▶ CHALLENGE
Write out, please, the line containing "the wooden post" together with all lines after it, up to and including the last one, with no other output.

▶ ENTRIES SUPPLIED

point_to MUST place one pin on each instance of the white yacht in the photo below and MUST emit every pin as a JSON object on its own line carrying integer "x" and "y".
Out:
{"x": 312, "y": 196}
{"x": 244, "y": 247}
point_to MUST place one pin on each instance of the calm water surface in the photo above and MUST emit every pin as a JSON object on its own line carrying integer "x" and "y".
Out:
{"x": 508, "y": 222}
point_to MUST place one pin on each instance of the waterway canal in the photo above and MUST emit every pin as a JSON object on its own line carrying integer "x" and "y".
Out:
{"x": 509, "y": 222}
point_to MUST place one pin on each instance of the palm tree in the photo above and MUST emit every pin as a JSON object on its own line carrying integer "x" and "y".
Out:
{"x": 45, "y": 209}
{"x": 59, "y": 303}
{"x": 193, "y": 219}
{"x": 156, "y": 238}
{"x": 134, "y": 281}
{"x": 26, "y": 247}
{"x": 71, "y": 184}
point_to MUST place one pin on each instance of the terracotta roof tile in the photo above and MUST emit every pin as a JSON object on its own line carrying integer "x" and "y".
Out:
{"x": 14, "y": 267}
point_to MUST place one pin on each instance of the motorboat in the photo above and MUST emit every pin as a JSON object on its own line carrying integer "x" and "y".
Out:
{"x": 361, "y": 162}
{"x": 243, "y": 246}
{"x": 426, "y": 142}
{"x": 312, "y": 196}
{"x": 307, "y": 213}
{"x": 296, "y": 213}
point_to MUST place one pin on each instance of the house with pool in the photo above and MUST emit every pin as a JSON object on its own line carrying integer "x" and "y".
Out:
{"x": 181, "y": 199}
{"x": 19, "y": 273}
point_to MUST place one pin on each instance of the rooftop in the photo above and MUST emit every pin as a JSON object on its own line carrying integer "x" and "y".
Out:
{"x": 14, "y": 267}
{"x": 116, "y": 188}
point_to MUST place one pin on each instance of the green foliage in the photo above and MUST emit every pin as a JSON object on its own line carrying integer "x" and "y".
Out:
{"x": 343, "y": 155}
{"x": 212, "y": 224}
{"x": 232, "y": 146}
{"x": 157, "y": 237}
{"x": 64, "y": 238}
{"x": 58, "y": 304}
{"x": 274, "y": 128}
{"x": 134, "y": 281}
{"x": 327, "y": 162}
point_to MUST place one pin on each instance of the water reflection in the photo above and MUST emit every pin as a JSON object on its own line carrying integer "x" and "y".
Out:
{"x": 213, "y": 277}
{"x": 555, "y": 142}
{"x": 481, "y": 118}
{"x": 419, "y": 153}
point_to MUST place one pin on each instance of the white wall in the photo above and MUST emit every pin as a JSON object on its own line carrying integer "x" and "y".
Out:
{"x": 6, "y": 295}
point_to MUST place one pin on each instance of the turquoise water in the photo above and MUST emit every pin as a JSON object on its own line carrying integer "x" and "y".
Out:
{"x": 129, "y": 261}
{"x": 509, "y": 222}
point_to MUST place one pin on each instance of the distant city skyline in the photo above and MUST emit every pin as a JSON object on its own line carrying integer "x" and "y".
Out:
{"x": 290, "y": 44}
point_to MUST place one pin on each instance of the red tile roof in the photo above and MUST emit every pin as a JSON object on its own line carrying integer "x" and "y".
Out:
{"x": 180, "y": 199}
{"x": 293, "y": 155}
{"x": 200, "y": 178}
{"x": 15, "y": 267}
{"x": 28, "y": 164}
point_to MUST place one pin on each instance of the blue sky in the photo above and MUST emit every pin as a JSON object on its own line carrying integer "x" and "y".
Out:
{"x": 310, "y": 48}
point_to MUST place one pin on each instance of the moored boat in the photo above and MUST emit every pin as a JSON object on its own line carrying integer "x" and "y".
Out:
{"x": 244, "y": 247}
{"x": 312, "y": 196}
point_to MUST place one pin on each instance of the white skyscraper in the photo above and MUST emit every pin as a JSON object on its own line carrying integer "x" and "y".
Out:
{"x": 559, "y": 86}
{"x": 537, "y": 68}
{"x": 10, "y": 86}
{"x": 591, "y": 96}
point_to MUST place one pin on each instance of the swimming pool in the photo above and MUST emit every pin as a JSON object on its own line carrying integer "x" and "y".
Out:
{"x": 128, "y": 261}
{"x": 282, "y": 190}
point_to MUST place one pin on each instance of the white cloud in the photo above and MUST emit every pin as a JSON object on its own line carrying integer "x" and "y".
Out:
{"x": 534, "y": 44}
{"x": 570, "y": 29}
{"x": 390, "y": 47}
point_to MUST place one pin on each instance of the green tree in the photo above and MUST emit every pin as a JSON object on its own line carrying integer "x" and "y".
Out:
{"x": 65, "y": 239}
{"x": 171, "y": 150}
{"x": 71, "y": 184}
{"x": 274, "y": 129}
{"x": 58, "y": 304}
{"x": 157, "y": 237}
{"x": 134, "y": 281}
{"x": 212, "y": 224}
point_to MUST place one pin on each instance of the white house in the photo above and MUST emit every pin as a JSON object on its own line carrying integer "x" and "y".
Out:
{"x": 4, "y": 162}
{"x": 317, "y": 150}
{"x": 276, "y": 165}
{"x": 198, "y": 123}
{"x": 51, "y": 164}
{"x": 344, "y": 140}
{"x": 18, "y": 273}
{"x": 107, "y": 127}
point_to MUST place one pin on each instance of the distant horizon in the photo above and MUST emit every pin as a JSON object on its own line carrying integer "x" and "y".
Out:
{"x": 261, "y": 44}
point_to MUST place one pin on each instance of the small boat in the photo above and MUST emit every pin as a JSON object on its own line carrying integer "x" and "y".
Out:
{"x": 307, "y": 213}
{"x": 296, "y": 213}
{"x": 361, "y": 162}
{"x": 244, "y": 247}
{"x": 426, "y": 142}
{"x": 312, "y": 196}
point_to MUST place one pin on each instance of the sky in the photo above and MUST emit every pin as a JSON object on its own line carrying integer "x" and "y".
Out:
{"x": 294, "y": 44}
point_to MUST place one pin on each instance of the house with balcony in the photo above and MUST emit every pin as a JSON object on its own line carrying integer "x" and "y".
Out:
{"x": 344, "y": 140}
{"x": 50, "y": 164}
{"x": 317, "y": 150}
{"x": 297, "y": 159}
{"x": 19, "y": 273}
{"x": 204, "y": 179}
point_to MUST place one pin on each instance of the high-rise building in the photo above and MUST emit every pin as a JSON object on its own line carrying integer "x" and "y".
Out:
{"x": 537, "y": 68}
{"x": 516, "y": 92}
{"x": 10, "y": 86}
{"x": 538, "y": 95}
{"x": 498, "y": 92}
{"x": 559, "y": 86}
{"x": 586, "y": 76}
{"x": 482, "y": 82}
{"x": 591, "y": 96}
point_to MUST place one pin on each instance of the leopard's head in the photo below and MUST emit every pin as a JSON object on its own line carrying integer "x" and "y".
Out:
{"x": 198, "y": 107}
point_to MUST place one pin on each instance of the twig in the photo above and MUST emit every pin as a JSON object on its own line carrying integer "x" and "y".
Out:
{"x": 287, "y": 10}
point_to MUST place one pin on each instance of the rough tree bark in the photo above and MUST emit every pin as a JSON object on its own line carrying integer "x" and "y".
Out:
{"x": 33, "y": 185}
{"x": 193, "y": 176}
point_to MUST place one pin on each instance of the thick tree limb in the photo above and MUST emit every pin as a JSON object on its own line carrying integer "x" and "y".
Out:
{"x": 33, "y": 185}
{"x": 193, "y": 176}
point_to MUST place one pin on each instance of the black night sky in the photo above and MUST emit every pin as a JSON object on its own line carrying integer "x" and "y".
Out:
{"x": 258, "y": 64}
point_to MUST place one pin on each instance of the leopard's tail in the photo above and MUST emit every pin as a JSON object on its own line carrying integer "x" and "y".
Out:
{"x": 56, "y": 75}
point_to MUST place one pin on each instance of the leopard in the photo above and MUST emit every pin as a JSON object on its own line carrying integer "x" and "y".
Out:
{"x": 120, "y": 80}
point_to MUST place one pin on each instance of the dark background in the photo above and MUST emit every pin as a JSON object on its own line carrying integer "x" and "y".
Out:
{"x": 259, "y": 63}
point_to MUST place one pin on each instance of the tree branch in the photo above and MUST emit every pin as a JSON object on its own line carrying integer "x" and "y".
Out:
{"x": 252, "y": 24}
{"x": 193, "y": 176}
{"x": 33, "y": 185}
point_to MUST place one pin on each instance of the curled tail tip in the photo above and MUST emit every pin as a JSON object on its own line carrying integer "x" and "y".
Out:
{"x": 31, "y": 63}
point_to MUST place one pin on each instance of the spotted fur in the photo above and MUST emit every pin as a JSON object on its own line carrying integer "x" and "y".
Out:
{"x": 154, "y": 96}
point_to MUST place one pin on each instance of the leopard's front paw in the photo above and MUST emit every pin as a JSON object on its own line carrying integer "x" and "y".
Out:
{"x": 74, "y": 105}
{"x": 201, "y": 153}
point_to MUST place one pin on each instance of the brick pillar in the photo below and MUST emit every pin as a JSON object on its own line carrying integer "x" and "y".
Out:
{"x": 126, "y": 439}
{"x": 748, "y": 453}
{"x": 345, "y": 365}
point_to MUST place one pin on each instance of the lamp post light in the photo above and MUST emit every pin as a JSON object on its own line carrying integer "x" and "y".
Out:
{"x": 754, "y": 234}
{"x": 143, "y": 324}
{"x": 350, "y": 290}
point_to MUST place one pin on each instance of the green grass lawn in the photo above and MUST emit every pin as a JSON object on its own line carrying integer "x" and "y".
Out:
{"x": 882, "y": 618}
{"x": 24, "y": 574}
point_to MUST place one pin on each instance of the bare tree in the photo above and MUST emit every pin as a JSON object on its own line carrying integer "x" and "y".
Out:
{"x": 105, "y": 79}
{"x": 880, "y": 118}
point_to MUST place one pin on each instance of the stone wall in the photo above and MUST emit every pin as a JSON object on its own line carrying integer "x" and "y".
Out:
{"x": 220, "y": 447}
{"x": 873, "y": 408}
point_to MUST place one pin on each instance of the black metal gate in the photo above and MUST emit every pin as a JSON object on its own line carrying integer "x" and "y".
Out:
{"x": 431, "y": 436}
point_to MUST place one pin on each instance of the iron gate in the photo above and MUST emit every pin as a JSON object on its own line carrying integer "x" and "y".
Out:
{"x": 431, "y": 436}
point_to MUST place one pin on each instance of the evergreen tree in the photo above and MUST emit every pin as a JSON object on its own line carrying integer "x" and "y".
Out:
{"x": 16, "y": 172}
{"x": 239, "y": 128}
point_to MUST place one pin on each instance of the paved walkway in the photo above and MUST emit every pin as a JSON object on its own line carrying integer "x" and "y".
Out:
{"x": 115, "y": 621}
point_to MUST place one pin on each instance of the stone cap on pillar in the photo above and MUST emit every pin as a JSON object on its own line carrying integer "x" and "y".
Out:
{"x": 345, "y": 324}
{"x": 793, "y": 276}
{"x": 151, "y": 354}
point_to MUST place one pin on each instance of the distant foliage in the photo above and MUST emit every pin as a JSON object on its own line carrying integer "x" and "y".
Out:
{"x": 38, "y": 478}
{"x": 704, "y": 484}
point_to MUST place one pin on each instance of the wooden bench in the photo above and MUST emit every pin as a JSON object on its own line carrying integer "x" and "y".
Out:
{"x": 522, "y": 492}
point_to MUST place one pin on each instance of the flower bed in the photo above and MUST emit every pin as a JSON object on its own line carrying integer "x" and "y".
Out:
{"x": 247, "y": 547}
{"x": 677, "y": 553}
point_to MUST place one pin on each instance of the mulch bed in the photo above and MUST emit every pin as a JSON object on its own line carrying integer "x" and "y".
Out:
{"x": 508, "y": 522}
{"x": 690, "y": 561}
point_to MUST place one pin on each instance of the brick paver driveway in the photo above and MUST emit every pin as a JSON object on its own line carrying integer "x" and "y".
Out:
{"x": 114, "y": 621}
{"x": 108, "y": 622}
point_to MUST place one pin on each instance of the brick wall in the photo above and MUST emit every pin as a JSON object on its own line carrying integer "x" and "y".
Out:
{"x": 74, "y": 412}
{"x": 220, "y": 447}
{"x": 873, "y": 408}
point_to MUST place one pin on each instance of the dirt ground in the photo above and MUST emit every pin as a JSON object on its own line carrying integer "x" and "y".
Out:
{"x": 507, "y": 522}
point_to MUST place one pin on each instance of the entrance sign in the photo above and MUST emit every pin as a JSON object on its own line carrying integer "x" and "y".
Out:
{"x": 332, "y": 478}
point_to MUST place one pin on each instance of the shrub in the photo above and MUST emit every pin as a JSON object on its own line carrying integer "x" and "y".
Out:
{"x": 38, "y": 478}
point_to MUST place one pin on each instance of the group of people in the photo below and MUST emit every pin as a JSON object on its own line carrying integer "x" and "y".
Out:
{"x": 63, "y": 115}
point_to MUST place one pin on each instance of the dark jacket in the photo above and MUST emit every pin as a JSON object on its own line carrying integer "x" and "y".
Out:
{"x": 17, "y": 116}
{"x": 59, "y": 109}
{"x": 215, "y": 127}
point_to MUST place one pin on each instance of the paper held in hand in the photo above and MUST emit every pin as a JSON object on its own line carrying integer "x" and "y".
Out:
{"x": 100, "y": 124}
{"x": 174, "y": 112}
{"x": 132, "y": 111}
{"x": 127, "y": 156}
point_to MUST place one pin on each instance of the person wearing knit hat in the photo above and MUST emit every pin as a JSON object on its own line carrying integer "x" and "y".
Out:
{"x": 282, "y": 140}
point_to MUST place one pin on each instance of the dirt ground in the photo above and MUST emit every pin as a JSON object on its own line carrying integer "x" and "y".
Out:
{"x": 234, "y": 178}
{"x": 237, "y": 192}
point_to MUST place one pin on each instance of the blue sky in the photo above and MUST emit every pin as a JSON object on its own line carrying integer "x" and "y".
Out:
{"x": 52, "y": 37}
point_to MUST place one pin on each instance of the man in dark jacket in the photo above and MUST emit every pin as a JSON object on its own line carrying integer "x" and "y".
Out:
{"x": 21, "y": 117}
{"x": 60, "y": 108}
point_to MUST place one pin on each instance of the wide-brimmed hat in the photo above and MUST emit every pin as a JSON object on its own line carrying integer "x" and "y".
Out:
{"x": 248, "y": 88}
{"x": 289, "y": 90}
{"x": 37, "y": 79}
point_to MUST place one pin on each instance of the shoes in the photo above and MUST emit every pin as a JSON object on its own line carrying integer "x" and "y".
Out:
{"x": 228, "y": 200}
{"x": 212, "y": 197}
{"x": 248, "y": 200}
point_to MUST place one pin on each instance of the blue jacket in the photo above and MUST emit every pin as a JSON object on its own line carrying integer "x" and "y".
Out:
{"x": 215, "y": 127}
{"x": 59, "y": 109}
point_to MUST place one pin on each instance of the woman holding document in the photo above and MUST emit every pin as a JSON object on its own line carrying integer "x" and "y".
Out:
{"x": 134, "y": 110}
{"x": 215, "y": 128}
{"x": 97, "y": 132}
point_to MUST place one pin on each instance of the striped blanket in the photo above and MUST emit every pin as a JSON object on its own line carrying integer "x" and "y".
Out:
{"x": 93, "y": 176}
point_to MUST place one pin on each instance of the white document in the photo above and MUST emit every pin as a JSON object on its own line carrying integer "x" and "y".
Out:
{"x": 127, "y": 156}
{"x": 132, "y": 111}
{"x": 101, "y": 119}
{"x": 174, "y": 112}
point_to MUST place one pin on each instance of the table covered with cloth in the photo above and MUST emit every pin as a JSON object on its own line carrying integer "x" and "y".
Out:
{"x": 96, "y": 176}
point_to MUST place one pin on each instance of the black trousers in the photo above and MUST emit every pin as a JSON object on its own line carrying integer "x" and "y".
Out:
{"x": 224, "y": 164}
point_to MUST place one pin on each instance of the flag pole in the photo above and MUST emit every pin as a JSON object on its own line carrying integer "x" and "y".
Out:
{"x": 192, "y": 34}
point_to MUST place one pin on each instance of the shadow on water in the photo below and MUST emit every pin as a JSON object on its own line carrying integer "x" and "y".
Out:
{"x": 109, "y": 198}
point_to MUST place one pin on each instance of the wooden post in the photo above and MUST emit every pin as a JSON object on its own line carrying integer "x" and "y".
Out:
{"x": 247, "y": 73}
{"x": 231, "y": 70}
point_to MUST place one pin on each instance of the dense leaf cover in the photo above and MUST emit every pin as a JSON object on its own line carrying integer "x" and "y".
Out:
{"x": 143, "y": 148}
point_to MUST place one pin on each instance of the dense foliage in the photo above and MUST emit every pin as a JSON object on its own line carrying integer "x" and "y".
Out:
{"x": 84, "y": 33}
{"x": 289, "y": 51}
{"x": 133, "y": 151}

▶ ANSWER TO THE PROBLEM
point_to MUST place one pin on each instance of the wooden post in the photo above and MUST emit every pin as a JSON object on its own line carrying integer "x" and "y".
Out:
{"x": 247, "y": 73}
{"x": 231, "y": 70}
point_to MUST place one pin on each instance of the dense leaf cover in the photo above and MUST emit every pin as a JSON object on its own line carrying integer "x" and "y".
Out:
{"x": 143, "y": 148}
point_to MUST place one pin on each instance of the dense foliage in the photo above and MUST emit every pin as a JSON object on its own line carrying integer "x" and "y".
Out:
{"x": 84, "y": 33}
{"x": 289, "y": 51}
{"x": 133, "y": 151}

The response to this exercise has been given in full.